ML Training using PyTorch DLC¶
Production-ready Docker images for PyTorch training workloads on AWS. Available in CPU and GPU variants, built on Amazon Linux 2023 with ongoing security patching.
These images bundle PyTorch with the libraries needed for distributed training at scale — EFA for low-latency networking, NCCL for multi-GPU collectives, flash-attn and Transformer Engine for fused attention/FP8 kernels, and DeepSpeed for memory-efficient large-model training.
Images¶
| Platform | Variant | Image |
|---|---|---|
| EC2 / EKS | GPU | public.ecr.aws/deep-learning-containers/pytorch:2.11-cu130-amzn2023 |
| EC2 / EKS | CPU | public.ecr.aws/deep-learning-containers/pytorch:2.11-cpu-amzn2023 |
| Amazon SageMaker AI | GPU | public.ecr.aws/deep-learning-containers/pytorch:2.11-cu130-amzn2023-sagemaker |
| Amazon SageMaker AI | CPU | public.ecr.aws/deep-learning-containers/pytorch:2.11-cpu-amzn2023-sagemaker |
All images are also available on the ECR Public Gallery. For private ECR URIs, see Image Access.

• _TO-DO LIST_:
a: Using the PyTorch DLC page above, decide whether each statement agrees with it, and give yes or no with the deciding words quoted: (i) The images are built on Amazon Linux 2023. (ii) Amazon SageMaker AI has only a GPU image. (iii) DeepSpeed is included for low-latency networking.
b: Reproduce the PyTorch DLC page above from "These images bundle" to "memory-efficient large-model training.".

• _PROVIDED INFORMATION_:
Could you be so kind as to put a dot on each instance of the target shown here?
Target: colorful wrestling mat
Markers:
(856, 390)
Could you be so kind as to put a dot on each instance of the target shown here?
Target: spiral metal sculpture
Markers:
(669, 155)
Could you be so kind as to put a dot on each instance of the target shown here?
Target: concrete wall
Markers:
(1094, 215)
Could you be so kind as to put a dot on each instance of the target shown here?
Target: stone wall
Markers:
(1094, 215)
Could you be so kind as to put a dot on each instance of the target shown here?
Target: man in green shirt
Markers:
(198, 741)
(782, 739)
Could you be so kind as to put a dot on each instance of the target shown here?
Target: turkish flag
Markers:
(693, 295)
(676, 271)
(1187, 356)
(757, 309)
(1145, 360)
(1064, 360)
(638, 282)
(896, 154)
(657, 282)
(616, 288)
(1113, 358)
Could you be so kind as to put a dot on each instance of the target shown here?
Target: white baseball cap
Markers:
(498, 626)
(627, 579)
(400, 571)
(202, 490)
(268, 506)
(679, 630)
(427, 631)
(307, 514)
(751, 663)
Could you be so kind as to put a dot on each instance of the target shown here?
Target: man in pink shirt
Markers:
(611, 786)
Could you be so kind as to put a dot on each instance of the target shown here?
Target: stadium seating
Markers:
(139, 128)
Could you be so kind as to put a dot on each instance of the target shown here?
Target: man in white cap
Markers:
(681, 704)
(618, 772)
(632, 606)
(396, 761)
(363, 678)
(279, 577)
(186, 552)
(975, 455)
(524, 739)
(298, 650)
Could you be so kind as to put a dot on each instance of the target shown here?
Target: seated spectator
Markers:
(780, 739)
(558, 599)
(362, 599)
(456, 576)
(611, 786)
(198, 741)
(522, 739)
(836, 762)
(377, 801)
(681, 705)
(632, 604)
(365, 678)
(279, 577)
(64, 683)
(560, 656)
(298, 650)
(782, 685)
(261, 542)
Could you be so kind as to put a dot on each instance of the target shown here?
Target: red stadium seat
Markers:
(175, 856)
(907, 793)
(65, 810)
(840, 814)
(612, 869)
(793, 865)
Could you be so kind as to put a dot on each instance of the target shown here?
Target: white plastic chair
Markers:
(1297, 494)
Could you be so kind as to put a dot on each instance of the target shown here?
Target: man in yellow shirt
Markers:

• _PER-TASK ANSWERS_:
a:
(i) Yes: "built on Amazon Linux 2023 with ongoing security patching"
(ii) No: "public.ecr.aws/deep-learning-containers/pytorch:2.11-cpu-amzn2023-sagemaker"
(iii) No: "EFA for low-latency networking" and "DeepSpeed for memory-efficient large-model training"

b:
These images bundle PyTorch with the libraries needed for distributed training at scale — EFA for low-latency networking, NCCL for multi-GPU collectives, flash-attn and Transformer Engine for fused attention/FP8 kernels, and DeepSpeed for memory-efficient large-model training.